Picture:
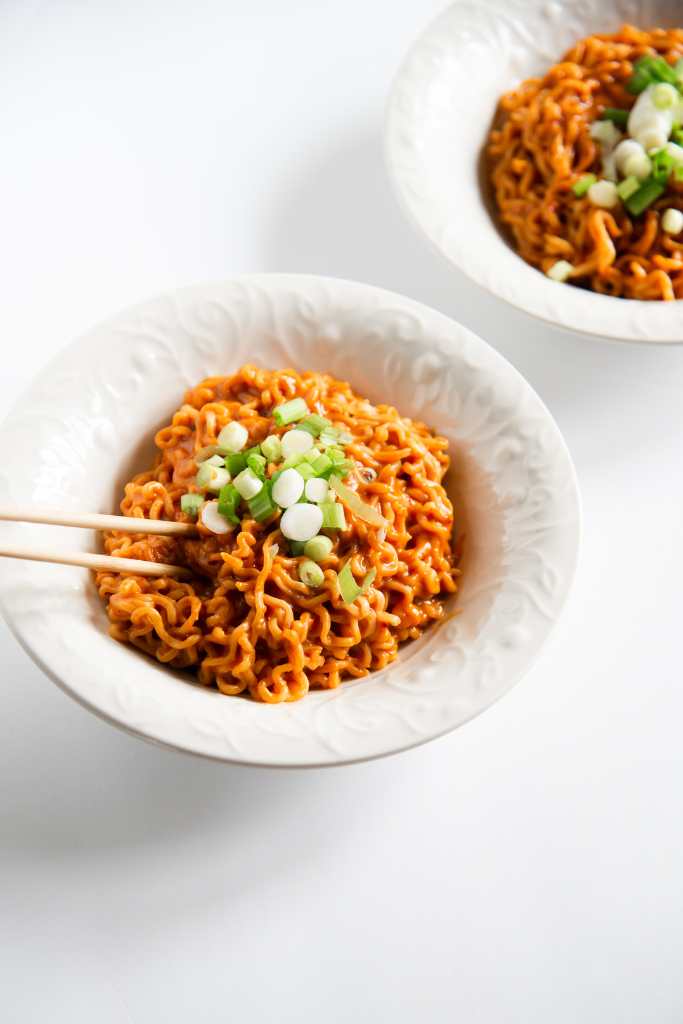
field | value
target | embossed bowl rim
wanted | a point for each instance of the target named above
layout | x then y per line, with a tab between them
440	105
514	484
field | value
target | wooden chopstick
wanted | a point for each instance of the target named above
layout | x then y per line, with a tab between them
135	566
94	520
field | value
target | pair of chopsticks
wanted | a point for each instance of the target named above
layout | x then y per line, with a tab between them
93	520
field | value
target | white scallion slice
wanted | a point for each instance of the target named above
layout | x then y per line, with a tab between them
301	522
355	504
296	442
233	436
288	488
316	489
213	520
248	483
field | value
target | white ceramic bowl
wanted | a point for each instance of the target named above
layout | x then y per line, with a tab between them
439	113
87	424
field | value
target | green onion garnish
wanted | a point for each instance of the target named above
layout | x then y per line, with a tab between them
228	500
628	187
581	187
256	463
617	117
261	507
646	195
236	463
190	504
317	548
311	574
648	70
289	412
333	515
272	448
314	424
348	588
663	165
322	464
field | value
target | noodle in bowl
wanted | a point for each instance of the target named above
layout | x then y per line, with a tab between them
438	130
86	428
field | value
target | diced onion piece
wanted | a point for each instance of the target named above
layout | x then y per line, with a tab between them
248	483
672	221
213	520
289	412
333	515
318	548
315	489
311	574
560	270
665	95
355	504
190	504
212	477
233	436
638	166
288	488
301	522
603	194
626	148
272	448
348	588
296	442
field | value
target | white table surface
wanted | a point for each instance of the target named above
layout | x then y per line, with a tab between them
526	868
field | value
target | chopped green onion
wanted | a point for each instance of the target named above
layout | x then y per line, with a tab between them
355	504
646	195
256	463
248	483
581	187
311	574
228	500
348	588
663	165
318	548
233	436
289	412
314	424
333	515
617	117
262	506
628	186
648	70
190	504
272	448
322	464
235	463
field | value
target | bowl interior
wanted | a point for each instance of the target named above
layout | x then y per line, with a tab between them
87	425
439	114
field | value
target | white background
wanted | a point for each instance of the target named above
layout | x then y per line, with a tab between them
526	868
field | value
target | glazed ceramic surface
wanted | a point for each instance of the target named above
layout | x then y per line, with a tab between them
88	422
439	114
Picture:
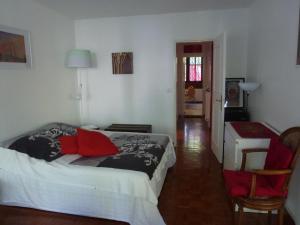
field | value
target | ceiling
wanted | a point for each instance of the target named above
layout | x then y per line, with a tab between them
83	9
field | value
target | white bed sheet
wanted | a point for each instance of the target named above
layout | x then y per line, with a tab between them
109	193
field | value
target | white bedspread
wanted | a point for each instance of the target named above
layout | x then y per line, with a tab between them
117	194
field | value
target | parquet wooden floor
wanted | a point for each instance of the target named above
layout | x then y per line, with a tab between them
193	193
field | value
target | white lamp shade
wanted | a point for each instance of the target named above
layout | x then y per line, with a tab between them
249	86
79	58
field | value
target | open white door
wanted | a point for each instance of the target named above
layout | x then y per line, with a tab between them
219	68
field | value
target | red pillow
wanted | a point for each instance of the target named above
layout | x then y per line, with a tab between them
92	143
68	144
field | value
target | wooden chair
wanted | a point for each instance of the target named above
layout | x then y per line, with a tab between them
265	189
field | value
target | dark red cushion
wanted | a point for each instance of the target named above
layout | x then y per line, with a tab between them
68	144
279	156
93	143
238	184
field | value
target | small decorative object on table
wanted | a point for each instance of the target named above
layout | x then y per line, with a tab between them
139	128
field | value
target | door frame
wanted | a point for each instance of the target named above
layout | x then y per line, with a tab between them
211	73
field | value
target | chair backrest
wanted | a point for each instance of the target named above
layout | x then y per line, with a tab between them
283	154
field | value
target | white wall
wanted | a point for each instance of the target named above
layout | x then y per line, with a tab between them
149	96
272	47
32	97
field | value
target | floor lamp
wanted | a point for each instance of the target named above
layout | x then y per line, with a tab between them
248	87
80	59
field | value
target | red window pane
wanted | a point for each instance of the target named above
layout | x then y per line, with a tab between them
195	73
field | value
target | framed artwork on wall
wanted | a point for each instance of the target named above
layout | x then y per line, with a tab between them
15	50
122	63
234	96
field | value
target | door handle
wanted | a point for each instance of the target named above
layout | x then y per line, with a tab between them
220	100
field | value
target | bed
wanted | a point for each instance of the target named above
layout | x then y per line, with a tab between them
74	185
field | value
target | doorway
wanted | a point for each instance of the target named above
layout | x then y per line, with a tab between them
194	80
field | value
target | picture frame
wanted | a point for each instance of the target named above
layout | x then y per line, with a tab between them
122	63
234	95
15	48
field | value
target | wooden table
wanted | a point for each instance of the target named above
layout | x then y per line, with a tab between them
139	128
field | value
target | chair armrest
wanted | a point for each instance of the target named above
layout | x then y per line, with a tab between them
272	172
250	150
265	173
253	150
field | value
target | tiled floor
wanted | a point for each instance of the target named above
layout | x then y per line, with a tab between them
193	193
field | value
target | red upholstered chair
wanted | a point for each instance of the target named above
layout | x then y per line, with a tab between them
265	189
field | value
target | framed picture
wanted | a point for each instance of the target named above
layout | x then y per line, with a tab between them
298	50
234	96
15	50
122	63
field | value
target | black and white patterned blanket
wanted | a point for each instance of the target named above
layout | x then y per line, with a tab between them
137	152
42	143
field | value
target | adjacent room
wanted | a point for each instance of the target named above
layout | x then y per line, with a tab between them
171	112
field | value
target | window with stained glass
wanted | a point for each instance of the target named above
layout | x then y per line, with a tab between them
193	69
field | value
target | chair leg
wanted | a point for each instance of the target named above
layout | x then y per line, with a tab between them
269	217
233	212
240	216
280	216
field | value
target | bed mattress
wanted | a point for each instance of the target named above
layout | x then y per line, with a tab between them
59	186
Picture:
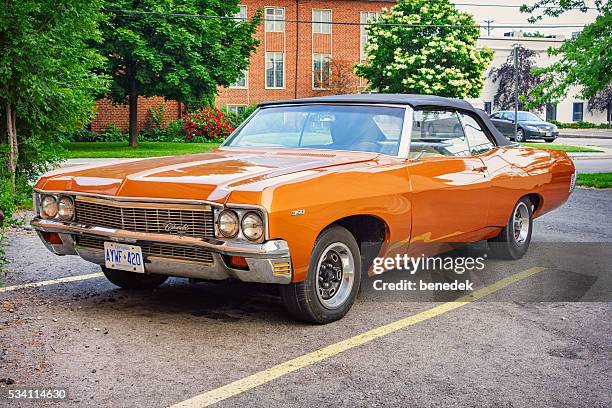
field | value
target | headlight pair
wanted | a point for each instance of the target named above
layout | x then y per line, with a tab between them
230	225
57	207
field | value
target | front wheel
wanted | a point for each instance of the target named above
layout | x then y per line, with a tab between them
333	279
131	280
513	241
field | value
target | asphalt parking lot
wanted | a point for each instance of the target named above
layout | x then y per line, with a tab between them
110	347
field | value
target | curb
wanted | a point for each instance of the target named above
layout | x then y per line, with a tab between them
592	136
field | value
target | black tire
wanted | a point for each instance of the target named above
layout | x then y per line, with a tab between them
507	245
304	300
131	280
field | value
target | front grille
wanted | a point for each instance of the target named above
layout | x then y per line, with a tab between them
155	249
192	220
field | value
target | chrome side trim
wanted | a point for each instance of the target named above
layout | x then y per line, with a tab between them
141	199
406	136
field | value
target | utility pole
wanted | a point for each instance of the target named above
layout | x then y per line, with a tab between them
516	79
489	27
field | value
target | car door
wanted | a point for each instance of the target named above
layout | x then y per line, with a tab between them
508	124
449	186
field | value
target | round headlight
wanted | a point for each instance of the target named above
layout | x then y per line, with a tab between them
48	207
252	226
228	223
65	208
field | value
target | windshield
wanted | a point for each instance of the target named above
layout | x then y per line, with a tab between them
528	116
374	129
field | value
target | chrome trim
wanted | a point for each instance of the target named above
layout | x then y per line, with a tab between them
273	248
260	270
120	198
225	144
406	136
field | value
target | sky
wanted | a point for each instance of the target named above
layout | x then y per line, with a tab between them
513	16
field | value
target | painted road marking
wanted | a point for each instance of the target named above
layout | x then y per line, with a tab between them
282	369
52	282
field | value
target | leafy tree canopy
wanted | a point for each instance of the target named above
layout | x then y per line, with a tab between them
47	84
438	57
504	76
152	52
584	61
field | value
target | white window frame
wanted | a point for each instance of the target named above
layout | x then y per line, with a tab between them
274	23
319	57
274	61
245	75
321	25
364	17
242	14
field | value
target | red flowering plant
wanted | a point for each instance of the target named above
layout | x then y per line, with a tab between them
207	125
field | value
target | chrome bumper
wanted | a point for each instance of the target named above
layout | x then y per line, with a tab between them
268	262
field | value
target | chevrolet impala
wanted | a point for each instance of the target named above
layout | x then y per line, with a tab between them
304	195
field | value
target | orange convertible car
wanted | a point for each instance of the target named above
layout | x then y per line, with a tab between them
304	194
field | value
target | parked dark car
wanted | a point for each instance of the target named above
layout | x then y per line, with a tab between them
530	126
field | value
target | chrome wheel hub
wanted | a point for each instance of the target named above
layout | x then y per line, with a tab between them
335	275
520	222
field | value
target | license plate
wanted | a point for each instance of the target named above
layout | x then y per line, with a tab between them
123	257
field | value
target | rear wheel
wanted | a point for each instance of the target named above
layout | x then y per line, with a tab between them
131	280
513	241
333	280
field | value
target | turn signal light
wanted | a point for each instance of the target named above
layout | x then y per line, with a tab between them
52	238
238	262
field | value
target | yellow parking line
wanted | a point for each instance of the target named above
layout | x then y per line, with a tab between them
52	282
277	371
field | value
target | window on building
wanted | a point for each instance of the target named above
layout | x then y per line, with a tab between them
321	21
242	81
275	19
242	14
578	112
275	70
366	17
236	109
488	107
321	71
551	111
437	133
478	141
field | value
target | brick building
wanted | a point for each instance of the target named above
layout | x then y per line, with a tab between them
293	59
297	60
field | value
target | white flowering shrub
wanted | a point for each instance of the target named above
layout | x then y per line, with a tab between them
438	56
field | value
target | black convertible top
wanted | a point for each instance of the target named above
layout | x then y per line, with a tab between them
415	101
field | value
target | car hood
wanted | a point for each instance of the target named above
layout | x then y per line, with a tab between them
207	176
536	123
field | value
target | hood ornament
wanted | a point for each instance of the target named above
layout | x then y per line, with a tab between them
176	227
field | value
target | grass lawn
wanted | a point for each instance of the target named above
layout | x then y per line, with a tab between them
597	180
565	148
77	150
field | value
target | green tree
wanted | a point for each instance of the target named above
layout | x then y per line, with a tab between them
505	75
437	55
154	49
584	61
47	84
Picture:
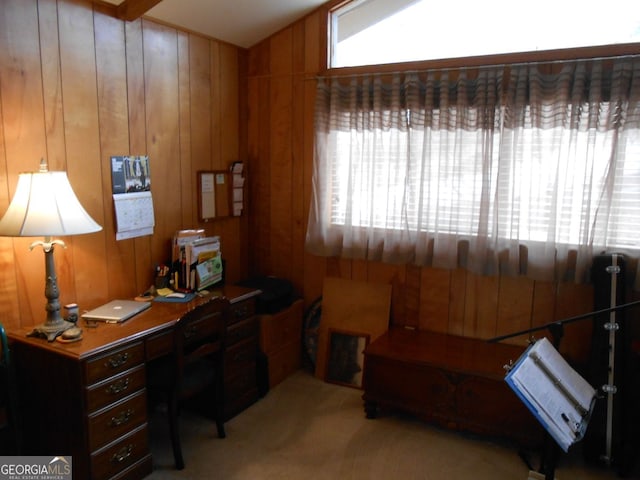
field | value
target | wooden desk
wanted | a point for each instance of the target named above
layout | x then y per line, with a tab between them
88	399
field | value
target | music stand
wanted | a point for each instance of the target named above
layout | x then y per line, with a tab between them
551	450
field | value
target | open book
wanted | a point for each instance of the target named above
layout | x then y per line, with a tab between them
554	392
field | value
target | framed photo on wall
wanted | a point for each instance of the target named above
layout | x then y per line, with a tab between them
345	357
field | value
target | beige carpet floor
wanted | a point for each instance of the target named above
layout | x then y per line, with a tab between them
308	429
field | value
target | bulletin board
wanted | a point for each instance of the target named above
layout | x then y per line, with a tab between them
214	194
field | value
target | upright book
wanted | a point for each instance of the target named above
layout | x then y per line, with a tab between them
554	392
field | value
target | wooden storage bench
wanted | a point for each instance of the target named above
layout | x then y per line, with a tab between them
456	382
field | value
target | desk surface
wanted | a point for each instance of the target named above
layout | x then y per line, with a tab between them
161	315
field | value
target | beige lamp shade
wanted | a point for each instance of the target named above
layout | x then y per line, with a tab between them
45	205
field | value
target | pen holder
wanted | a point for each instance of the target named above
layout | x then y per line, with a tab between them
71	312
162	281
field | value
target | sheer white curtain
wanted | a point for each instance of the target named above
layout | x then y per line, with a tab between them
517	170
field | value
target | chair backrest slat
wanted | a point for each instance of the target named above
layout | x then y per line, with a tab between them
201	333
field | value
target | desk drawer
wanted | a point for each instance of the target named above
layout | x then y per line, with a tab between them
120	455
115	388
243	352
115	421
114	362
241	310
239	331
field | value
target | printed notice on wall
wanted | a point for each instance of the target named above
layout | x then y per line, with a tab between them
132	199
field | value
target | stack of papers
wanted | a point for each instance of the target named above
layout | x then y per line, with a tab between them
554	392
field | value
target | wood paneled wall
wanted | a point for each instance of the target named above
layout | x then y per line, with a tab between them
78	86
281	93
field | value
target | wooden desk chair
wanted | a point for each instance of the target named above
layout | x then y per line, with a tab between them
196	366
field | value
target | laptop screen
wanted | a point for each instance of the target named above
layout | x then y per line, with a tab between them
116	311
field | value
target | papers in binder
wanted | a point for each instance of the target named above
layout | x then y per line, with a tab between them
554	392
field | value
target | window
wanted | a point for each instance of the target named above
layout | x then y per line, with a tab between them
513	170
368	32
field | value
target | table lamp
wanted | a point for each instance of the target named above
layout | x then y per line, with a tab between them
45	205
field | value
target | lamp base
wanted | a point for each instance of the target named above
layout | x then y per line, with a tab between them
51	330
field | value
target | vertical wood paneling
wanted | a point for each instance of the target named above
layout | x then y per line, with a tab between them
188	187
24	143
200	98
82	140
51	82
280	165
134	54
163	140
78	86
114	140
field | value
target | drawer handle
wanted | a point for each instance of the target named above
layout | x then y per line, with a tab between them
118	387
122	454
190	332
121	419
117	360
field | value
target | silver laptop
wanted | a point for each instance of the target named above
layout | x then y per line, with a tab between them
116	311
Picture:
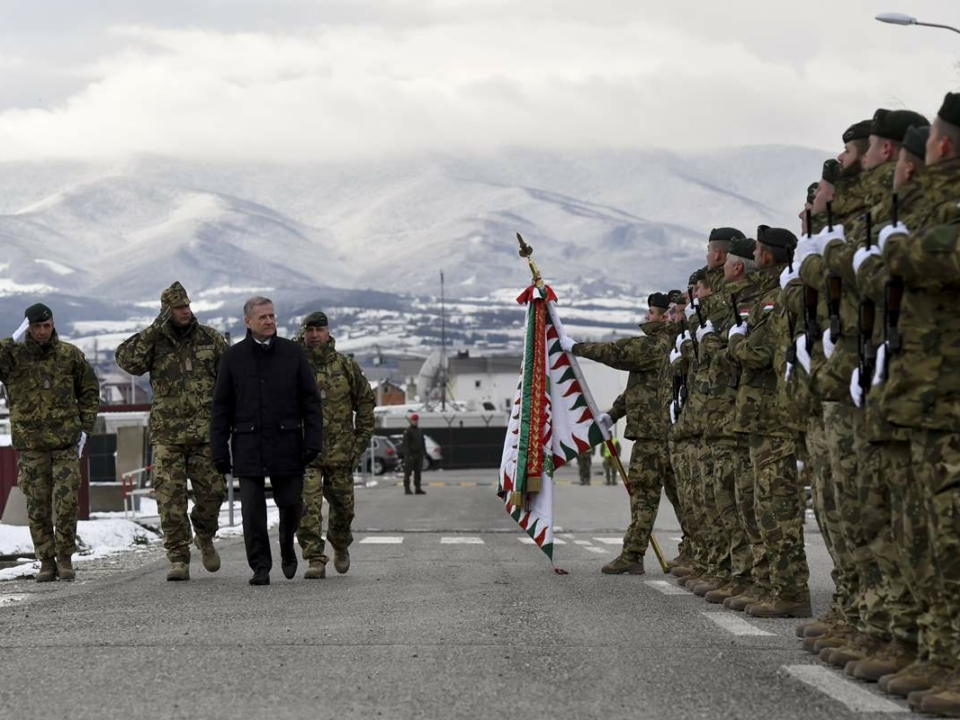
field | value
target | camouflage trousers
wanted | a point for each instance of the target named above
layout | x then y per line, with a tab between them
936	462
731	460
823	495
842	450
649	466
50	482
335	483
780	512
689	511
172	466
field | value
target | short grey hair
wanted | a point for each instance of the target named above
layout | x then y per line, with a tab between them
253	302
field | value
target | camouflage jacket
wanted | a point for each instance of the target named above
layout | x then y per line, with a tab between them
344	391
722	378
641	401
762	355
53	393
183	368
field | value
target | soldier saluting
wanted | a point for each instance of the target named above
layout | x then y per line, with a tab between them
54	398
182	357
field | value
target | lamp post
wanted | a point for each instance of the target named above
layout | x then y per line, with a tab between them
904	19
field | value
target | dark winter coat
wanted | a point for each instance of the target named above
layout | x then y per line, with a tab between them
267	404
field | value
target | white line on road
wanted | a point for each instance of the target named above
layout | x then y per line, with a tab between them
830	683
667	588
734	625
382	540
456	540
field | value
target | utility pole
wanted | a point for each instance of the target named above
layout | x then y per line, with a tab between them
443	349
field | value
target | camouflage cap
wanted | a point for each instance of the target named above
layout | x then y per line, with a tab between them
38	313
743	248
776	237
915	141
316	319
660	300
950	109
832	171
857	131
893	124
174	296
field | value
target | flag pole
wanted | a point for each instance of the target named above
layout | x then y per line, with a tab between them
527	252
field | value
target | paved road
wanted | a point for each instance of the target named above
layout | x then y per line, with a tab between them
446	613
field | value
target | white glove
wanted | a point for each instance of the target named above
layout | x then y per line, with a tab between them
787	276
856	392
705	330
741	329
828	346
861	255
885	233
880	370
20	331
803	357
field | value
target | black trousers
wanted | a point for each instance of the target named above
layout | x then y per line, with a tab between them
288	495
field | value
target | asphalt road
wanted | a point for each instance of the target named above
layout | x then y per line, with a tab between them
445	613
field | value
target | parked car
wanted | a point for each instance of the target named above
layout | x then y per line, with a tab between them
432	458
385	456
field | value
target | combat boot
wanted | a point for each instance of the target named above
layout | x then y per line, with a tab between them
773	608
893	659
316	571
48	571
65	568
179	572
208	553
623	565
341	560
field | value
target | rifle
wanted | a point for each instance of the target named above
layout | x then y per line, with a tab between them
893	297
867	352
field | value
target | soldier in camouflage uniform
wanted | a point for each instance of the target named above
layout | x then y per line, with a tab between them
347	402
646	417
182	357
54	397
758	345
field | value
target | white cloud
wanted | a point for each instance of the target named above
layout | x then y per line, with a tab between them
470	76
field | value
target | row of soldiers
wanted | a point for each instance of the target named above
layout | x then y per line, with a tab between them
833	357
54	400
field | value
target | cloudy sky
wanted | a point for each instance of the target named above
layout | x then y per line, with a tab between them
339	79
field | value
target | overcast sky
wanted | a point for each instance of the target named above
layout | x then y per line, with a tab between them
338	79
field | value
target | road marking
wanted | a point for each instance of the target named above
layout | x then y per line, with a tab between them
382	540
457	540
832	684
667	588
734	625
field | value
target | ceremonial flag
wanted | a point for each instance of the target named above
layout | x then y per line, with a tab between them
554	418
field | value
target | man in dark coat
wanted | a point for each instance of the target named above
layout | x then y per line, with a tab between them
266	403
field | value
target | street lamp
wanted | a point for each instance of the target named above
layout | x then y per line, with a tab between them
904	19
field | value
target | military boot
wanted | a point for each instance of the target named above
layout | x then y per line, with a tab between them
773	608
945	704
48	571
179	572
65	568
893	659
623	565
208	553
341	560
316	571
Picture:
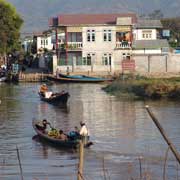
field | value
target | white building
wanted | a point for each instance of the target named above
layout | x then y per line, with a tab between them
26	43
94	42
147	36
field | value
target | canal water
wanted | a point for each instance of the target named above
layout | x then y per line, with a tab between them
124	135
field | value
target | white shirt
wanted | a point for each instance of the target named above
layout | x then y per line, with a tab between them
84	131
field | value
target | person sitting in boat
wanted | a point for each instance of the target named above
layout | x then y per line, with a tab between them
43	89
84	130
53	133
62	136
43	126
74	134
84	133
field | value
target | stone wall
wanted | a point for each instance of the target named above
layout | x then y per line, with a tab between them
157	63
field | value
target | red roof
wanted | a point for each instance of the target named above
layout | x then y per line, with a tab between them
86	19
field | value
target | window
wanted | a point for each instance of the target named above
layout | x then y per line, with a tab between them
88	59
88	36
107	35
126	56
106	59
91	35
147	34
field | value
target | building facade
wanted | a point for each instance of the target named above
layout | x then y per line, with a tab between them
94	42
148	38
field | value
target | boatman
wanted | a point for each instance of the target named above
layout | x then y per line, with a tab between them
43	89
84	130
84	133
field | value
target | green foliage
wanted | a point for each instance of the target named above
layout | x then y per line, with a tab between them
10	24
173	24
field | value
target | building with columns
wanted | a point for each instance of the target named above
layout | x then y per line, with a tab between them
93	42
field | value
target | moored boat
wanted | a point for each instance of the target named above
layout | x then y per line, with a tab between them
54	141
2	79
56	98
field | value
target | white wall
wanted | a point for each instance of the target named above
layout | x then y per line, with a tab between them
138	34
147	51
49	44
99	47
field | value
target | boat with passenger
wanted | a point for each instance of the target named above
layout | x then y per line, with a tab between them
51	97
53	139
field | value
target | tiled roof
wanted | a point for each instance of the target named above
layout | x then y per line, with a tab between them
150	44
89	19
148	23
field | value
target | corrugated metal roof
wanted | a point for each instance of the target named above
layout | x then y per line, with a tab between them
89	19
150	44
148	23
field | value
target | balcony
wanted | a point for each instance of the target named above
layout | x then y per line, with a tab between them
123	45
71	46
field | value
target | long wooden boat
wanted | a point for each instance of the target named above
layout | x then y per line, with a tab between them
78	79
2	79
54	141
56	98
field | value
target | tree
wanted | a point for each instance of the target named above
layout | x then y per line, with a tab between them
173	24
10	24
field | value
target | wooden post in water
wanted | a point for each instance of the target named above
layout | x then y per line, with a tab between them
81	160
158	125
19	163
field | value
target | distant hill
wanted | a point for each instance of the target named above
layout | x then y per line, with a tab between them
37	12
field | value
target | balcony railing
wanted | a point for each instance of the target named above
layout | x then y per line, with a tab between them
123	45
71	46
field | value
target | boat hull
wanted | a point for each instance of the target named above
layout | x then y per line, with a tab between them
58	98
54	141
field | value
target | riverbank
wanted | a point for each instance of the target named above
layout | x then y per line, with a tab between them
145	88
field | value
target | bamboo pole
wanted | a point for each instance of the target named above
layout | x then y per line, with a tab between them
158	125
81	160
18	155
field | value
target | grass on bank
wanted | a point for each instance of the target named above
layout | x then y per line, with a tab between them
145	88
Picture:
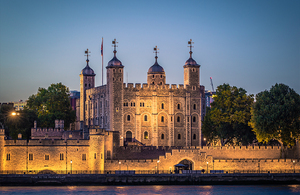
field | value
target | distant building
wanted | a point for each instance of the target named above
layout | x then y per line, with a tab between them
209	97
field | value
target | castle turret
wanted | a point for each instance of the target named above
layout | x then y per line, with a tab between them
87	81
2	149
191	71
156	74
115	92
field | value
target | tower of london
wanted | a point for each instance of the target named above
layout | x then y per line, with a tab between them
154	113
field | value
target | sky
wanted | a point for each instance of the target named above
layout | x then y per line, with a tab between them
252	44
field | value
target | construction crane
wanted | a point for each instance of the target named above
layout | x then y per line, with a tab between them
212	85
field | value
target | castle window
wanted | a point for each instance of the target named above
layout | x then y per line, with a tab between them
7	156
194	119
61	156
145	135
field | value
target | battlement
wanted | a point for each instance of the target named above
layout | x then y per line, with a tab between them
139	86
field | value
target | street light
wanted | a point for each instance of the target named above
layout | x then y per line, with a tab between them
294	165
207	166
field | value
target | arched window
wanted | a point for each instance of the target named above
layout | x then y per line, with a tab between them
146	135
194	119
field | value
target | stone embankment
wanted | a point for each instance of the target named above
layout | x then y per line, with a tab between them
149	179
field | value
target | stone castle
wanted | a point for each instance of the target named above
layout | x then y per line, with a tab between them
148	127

PROBLEM:
Extract every line of the items above that contains the string "green". Case counts, so match only that exact capitalization.

REPLY:
target | green onion garnish
target | chopped green onion
target | green tree
target | green foliage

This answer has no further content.